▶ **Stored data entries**

-- Opening Marker --

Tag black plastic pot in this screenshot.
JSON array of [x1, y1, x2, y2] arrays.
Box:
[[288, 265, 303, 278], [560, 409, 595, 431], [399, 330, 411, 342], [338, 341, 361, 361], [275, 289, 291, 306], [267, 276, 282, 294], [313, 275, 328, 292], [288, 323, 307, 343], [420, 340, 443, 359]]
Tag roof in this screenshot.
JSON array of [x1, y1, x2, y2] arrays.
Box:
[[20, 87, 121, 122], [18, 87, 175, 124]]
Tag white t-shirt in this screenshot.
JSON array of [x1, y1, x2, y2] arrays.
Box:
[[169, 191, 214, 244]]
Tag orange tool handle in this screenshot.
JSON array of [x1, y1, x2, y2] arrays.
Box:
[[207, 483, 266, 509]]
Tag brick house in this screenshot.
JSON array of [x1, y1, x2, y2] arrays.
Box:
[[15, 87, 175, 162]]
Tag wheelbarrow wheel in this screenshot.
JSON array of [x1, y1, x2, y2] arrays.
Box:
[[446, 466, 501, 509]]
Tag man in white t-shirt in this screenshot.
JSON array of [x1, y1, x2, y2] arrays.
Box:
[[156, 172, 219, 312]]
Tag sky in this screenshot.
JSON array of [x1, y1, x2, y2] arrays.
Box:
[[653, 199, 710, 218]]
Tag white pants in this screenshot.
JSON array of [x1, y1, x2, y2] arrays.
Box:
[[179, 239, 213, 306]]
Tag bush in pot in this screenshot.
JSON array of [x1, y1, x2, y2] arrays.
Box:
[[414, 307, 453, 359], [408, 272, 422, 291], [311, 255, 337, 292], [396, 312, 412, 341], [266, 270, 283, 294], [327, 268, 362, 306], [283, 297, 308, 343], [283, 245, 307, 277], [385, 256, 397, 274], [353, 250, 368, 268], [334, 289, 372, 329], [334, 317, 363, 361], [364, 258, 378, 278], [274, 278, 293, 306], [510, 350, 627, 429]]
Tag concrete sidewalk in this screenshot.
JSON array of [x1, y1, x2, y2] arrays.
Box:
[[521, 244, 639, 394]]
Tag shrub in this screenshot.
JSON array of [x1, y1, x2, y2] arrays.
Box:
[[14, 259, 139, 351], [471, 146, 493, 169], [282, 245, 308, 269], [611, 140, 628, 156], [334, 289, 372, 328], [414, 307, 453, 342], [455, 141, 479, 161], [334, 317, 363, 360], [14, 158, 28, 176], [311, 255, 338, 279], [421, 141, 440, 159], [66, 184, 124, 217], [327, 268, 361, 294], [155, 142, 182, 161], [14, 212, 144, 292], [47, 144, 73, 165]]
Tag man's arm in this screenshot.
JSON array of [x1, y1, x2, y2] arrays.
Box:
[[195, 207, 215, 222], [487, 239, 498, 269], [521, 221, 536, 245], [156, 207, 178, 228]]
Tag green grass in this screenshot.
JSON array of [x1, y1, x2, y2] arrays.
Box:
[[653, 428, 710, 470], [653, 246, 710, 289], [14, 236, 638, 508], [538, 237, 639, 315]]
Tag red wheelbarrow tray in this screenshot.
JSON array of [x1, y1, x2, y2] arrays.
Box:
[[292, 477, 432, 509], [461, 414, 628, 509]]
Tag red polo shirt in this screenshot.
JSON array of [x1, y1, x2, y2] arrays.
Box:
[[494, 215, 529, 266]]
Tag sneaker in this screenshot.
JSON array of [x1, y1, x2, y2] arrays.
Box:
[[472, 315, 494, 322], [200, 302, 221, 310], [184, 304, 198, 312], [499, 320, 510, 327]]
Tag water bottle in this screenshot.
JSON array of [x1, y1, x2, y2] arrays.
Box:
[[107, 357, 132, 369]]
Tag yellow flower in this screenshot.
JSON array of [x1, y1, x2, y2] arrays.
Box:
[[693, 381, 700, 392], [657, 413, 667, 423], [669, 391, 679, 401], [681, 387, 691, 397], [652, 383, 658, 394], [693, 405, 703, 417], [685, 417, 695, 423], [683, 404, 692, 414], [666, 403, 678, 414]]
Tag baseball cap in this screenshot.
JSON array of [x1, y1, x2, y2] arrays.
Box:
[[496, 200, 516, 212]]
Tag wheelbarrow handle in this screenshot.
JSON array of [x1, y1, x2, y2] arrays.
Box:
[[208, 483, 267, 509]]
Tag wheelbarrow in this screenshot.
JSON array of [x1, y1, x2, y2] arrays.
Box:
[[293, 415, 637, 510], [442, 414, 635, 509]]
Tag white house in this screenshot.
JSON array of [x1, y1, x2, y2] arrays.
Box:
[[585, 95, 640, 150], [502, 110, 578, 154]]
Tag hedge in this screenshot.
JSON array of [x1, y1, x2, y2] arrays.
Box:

-- Closing Marker --

▶ **WHAT TO DO**
Where the string "handle" appears in a line of the entries above, return that line.

▶ **RESULT BELOW**
Tag orange tool handle in this screenshot.
Tag wheelbarrow handle in this screenshot.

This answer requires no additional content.